**Requirements:**
• 1. Pull the passage of the notation reference that begins at the words "This appendix consolidates" and stops after "is first introduced.", copying it word for word.
• 2. Extract each line of the entries that contains the word "worker", copying every such line in full.

**Text to read:**
-.-.-

Appendix A: Mathematical Notation Reference

A unified guide to every symbol, convention, and notational pattern used in this textbook.

This appendix consolidates the mathematical notation used across all 39 chapters into a single reference. When a symbol carries different meanings in different subfields (e.g., $p$ for probability density vs. $p$ for a prime number), context is noted explicitly. Page references point to where each symbol is first introduced.

A.1 General Conventions

Convention	Meaning
Lowercase italic ($x, y, \alpha$)	Scalars
Lowercase bold ($\mathbf{x}, \mathbf{w}, \boldsymbol{\mu}$)	Column vectors
Uppercase bold ($\mathbf{A}, \mathbf{W}, \boldsymbol{\Sigma}$)	Matrices
Uppercase calligraphic ($\mathcal{D}, \mathcal{L}, \mathcal{X}$)	Sets, spaces, loss functions
Uppercase blackboard bold ($\mathbb{R}, \mathbb{E}, \mathbb{P}$)	Number sets, expectation, probability
Superscript $(i)$ ($x^{(i)}, \mathbf{x}^{(i)}$)	Index over data points (sample $i$)

-.-.-

**Dataset rows:**
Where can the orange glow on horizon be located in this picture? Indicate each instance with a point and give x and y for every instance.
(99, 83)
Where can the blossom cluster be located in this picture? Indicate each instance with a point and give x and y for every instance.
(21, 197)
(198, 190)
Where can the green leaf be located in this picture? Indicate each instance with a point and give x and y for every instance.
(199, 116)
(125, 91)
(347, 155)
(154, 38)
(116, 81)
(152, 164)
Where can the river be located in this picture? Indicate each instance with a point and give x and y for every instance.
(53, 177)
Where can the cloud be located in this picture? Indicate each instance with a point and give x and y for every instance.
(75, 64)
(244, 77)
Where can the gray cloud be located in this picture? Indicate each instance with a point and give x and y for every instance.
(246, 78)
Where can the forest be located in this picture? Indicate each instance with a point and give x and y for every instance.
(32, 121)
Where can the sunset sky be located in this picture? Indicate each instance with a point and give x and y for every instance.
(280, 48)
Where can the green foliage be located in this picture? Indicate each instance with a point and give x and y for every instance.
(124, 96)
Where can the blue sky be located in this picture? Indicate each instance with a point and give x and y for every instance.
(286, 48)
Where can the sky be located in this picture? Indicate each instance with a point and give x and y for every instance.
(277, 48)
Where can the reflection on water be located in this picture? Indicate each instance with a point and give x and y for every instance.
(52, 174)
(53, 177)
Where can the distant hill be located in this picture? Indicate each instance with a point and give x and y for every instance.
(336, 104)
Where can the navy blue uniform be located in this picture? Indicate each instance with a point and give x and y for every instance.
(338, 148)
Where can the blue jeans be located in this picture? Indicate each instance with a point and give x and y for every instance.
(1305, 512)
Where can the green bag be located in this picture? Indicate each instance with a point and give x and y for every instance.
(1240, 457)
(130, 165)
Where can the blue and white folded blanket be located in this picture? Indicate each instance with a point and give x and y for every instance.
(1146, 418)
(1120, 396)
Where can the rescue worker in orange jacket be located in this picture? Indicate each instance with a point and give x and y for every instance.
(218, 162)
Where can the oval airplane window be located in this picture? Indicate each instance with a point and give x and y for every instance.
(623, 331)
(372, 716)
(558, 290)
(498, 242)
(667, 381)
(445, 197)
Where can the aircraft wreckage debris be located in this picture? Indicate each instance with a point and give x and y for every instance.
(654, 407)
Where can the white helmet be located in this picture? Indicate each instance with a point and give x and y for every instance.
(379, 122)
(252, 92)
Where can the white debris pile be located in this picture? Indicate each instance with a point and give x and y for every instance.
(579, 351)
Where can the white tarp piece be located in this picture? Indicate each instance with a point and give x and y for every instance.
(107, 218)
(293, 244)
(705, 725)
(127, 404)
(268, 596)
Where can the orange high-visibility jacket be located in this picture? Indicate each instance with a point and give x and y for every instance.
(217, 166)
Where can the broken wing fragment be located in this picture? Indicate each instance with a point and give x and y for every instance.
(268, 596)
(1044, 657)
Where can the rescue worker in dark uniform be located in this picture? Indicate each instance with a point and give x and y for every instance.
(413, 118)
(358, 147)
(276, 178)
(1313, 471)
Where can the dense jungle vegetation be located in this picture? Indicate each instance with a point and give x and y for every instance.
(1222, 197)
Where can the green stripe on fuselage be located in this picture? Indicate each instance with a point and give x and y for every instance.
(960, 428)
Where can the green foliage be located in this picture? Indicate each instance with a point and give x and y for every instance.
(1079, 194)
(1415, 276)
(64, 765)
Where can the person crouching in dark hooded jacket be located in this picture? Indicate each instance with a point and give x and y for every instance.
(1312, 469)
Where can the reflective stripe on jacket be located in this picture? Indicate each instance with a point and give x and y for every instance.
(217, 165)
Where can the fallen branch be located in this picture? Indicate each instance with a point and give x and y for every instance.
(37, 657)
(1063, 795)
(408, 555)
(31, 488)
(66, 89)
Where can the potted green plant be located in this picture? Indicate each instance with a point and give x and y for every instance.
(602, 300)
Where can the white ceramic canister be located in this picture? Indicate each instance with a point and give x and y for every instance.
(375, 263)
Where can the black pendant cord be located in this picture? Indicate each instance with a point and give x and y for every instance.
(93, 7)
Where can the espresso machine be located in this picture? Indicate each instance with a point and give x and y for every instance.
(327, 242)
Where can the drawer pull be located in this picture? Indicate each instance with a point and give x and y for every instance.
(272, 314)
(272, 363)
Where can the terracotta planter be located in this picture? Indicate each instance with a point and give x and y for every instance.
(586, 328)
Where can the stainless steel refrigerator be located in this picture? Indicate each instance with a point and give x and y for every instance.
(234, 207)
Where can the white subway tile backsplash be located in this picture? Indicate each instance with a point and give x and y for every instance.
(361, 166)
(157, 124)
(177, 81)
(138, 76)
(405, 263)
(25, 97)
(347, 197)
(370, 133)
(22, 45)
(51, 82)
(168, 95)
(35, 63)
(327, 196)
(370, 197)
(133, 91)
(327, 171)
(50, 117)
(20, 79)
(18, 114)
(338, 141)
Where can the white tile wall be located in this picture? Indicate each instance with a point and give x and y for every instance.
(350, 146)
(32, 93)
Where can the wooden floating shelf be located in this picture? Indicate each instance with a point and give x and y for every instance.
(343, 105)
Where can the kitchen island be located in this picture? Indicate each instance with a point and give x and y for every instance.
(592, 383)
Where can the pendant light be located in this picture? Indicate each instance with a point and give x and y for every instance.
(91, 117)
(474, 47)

-.-.-

**Full solutions:**
• 1.
This appendix consolidates the mathematical notation used across all 39 chapters into a single reference. When a symbol carries different meanings in different subfields (e.g., $p$ for probability density vs. $p$ for a prime number), context is noted explicitly. Page references point to where each symbol is first introduced.

• 2.
Where can the rescue worker in orange jacket be located in this picture? Indicate each instance with a point and give x and y for every instance.
Where can the rescue worker in dark uniform be located in this picture? Indicate each instance with a point and give x and y for every instance.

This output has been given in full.